#### [Task prompt]
Find and copy each line of the records where the string "backpack" shows up.

--- The input Enclosed Below ---

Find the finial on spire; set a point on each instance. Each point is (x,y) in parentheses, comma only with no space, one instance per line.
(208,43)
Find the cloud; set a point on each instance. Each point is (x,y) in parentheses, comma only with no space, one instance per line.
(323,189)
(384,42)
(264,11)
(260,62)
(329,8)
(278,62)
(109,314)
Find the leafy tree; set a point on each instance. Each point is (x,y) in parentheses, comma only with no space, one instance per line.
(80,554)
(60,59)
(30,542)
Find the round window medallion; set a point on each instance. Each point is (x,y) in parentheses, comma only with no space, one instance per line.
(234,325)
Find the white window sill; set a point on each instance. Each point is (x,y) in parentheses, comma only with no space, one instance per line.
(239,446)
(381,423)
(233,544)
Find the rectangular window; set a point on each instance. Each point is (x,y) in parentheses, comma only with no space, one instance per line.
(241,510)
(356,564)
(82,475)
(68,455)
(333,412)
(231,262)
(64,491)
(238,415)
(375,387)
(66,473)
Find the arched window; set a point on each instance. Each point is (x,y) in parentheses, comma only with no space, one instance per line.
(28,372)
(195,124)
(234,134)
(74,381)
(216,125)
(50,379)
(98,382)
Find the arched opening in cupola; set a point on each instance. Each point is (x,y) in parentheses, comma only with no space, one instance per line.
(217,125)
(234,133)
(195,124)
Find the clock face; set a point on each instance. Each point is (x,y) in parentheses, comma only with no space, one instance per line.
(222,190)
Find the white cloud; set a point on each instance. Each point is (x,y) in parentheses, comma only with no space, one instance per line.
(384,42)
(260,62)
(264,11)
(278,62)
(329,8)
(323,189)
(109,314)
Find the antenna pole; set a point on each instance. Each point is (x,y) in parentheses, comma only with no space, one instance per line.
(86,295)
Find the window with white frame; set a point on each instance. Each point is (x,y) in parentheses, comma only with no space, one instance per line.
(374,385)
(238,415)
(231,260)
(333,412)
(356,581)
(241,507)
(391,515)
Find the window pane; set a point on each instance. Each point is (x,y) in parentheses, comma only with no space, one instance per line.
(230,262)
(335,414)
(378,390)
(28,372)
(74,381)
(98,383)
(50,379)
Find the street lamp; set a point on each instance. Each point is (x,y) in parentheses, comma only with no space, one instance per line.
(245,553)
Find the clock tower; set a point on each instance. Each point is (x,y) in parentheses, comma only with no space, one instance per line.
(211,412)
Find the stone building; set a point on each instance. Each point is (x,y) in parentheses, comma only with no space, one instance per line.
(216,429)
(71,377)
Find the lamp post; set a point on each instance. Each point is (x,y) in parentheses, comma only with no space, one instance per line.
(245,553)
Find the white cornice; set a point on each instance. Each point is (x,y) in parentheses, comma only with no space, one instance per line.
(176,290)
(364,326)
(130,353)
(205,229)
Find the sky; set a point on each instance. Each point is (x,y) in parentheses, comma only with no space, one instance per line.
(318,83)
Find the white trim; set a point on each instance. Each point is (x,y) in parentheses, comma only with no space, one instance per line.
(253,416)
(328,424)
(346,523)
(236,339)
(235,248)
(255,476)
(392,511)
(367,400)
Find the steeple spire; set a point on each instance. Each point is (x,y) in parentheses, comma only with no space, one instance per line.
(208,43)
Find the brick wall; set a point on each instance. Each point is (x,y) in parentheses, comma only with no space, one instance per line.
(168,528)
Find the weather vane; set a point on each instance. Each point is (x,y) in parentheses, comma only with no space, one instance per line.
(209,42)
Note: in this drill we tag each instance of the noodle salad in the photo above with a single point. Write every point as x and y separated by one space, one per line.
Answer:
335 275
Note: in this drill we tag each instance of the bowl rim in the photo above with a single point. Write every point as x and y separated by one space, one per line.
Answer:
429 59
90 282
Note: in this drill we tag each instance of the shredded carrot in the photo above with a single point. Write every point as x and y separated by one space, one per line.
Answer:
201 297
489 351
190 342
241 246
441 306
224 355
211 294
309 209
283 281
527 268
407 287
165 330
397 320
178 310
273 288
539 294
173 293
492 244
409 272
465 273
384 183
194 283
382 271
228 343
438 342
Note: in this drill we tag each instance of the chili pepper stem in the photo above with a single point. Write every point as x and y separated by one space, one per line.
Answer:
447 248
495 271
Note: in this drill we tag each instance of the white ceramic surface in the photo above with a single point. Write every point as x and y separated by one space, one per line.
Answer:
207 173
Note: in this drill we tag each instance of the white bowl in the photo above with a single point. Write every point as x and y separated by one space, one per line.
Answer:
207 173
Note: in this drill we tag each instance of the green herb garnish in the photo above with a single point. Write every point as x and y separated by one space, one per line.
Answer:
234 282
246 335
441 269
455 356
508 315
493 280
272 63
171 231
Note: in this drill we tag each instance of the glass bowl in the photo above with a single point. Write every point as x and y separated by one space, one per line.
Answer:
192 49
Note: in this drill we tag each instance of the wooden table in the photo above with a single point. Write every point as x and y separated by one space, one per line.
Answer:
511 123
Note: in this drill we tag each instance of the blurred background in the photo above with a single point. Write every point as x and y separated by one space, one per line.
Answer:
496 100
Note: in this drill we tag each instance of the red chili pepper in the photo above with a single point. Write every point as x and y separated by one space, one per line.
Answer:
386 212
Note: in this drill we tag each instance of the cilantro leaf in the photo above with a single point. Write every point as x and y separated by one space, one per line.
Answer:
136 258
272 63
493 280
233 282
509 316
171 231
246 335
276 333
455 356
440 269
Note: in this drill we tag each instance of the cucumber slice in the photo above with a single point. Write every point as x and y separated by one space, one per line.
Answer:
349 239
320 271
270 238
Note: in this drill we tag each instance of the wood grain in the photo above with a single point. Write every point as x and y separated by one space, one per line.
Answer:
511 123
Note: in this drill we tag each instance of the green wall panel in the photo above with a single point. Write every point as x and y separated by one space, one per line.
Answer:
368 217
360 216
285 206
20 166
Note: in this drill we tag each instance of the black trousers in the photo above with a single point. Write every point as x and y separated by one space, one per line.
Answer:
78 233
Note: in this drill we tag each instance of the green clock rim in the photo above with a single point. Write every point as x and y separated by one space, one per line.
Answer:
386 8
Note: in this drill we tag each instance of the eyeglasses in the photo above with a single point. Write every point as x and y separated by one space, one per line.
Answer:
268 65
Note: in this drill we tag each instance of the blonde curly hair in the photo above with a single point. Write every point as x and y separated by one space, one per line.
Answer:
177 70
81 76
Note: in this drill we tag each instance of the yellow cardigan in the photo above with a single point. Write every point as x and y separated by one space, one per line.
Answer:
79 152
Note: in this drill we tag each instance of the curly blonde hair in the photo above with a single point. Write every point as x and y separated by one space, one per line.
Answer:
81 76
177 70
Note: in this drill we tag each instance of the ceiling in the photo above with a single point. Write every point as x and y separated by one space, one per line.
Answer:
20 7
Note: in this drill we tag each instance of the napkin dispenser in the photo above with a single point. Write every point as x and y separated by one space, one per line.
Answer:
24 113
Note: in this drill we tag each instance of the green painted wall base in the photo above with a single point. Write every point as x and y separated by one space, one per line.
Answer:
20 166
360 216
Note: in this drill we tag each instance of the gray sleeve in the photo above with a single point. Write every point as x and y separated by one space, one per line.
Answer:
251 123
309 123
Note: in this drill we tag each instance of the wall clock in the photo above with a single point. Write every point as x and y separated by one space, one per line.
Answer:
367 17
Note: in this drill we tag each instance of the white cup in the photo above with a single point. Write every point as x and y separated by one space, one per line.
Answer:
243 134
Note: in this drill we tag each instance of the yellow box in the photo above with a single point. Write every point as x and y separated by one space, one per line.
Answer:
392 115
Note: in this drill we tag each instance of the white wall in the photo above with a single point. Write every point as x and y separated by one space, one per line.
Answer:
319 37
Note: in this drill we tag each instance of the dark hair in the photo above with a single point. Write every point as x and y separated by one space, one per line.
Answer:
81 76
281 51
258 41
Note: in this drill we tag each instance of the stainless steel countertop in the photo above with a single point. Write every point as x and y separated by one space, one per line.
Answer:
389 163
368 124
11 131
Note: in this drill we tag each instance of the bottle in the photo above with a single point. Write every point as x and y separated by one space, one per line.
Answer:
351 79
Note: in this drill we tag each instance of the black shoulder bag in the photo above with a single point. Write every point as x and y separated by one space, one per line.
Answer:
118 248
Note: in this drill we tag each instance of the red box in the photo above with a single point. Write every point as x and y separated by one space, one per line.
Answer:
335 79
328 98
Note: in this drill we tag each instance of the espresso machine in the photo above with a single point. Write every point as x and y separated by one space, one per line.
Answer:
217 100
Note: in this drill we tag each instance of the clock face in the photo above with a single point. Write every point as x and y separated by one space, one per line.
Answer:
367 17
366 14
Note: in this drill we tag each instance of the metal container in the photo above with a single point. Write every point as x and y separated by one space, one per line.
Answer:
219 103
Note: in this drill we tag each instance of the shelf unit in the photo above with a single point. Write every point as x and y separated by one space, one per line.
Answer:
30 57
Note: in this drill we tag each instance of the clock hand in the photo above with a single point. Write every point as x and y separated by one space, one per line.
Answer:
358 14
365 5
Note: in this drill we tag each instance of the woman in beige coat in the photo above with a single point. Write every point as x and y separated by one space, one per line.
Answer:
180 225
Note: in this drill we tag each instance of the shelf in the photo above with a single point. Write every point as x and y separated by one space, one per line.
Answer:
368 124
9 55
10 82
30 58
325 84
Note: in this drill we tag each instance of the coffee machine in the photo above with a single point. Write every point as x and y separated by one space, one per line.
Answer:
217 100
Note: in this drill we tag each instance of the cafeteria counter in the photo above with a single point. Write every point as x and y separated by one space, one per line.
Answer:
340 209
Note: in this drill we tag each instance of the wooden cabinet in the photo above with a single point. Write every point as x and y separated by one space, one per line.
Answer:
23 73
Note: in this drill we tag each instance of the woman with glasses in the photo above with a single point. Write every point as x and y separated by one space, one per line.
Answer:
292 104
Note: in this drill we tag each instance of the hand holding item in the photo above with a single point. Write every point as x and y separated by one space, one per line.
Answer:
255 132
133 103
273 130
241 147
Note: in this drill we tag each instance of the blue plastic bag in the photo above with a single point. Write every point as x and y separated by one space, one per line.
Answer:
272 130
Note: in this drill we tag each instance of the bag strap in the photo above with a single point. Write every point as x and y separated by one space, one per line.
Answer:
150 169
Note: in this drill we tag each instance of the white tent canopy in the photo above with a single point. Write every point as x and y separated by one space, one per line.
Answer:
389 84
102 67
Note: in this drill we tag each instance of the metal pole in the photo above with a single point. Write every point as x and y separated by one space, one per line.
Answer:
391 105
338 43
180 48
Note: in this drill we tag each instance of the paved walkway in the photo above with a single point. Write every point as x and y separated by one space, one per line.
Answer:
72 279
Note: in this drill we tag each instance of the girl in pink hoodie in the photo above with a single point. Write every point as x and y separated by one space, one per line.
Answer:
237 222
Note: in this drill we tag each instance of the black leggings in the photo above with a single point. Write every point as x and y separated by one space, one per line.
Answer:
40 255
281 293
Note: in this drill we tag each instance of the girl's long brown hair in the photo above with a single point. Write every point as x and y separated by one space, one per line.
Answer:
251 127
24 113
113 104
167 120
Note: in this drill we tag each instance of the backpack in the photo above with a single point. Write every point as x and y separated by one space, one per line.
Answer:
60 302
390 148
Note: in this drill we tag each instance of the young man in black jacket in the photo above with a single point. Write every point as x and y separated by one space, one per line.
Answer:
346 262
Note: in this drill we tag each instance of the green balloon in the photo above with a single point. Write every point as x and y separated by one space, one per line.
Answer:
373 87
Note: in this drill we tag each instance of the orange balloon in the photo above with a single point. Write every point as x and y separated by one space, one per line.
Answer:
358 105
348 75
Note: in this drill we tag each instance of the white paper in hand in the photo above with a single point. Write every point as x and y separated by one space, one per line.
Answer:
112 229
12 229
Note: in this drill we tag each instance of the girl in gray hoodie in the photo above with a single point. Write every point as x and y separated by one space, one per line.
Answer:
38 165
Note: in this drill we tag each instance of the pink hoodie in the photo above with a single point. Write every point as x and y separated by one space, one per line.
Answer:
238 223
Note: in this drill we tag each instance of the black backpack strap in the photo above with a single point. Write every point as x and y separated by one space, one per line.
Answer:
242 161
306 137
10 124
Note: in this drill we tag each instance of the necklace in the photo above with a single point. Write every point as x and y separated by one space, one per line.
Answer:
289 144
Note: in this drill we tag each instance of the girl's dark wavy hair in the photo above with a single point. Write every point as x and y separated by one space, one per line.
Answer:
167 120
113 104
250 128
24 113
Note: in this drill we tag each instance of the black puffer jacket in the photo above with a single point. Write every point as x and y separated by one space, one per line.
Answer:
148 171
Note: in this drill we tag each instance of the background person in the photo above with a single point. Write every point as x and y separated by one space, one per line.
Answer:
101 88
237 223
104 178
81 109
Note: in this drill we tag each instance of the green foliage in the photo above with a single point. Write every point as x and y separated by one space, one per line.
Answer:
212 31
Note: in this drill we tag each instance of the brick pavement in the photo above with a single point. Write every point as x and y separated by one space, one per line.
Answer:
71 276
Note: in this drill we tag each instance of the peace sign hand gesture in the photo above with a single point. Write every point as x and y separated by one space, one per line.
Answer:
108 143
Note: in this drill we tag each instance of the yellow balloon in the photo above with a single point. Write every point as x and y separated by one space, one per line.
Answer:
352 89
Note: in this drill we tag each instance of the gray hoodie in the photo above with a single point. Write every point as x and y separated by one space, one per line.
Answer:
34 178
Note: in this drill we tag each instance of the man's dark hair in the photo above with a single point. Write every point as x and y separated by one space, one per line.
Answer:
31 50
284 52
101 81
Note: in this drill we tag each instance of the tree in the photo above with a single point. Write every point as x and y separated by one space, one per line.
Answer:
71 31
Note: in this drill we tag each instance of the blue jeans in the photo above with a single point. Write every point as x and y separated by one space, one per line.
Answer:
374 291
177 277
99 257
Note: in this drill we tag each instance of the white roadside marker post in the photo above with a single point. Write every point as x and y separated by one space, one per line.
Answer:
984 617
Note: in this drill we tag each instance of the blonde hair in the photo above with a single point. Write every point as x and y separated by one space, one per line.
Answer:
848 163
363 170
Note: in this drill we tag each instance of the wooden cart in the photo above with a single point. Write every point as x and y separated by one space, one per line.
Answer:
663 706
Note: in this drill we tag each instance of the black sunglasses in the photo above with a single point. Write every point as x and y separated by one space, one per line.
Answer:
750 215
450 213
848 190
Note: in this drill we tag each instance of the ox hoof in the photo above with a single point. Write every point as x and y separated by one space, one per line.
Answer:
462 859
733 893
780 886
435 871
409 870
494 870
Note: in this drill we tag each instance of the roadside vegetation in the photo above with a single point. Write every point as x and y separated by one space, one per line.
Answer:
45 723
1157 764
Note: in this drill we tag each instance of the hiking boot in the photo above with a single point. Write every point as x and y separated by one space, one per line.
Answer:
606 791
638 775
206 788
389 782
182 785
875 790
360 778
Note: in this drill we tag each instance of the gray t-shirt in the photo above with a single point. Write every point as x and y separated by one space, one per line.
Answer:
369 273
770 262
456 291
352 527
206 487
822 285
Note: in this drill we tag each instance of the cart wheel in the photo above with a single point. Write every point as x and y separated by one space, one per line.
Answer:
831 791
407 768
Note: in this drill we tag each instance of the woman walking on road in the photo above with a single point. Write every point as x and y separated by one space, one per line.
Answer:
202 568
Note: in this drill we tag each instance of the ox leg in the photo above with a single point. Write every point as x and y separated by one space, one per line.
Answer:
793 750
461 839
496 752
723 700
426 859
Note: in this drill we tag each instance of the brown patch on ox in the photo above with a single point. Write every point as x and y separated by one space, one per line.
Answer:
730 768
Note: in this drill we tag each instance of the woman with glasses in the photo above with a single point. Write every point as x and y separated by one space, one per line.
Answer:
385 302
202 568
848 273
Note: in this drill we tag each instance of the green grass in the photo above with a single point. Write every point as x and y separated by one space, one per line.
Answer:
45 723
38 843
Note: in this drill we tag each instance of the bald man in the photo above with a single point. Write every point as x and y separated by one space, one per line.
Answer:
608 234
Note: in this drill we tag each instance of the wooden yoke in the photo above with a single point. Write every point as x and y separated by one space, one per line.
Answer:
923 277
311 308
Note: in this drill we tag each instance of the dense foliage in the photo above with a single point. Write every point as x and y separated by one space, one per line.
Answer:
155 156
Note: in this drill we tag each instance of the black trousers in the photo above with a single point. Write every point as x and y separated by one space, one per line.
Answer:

--- End of Enclosed The input ---

#### [Solution]
Note: in this drill we tag each instance of the backpack in the photo above with a single point. Write every point as x and y separated by one space, one per line.
Note: in this drill we tag each instance of the black backpack strap in the photo above with a single point. Write every point as x and y separated by one space, one per line.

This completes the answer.